* [EXERCISE TASK]:
In the lock-up agreement text below, copy the passage starting with "NOW, THEREFORE, in" and going on through "Provisions.", changing "parties" to "signatories".
[SOURCE start]
NOW, THEREFORE, in consideration
of the premises set forth above, which are incorporated in this Agreement as if fully set forth below, and for other good and valuable
consideration, the receipt and sufficiency of which are hereby acknowledged, and intending to be legally bound hereby, the parties hereby
agree as follows:
1. Lock-Up
Provisions.
(a) Holder
hereby agrees not to, during the period (the “Lock-Up Period”) commencing from the Closing and ending on the
earliest of (x) the six (6) month anniversary of the date of the Closing, (y) the date on which the closing price of Pubco Ordinary Shares
on Nasdaq (or any other principal stock exchange or quotation service on which the Pubco Ordinary Shares are then traded) is at least
one-hundred and ten percent (110%) of the Per KAVL Share Price for twenty (20) out of thirty (30) consecutive Trading Days commencing
after the Closing, and (z) the date after the Closing on which Pubco consummates a liquidation, merger, share exchange, reorganization
or other similar transaction with an unaffiliated third party that results in all of Pubco’s shareholders having the right to exchange
their equity holdings in Pubco for cash, securities or other property: (i) lend, offer, pledge, hypothecate, encumber, donate, assign,
sell, contract to sell, sell any option or contract to purchase, purchase any option or contract to sell, grant any option, right or warrant
to purchase, or otherwise transfer or dispose of, directly or indirectly, any Restricted Securities, (ii) enter into any swap or
other arrangement that transfers to another, in whole or in part, any of the economic consequences of ownership of the Restricted Securities,
or (iii) publicly disclose the intention to do any of the foregoing, whether any such transaction described in clauses (i), (ii)
[SOURCE end]
[DATA SHOWN start]
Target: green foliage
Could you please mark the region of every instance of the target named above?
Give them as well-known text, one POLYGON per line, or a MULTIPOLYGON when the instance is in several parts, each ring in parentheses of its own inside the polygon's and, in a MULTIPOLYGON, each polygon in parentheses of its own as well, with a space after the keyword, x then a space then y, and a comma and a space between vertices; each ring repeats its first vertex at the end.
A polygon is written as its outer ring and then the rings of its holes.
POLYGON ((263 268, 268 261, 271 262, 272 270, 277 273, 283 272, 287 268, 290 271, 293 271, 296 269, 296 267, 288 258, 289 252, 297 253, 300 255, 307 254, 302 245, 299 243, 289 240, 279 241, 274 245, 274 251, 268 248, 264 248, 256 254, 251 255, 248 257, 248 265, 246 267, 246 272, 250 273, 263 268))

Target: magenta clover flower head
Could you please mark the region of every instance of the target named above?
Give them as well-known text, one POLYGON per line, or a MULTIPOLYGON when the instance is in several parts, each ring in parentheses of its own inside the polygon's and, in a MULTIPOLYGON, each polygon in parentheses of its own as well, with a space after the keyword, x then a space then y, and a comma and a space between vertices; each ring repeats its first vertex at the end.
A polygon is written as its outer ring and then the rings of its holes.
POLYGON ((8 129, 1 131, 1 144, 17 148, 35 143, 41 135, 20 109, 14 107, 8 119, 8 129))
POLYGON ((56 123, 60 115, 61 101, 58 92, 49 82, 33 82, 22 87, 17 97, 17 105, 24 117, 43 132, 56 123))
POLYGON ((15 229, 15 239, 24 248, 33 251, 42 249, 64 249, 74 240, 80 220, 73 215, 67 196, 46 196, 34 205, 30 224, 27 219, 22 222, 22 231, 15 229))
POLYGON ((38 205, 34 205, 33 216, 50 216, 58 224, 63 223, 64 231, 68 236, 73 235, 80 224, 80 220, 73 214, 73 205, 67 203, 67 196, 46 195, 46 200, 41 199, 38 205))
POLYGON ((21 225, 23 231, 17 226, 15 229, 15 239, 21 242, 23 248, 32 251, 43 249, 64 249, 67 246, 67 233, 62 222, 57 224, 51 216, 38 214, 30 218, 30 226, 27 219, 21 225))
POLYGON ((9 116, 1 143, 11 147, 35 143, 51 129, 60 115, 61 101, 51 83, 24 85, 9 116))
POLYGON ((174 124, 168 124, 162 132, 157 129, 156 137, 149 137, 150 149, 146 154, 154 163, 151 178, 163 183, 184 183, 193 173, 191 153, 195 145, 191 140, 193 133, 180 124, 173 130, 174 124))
[DATA SHOWN end]
* [WRITTEN RESPONSE]:
NOW, THEREFORE, in consideration
of the premises set forth above, which are incorporated in this Agreement as if fully set forth below, and for other good and valuable
consideration, the receipt and sufficiency of which are hereby acknowledged, and intending to be legally bound hereby, the signatories hereby
agree as follows:
1. Lock-Up
Provisions.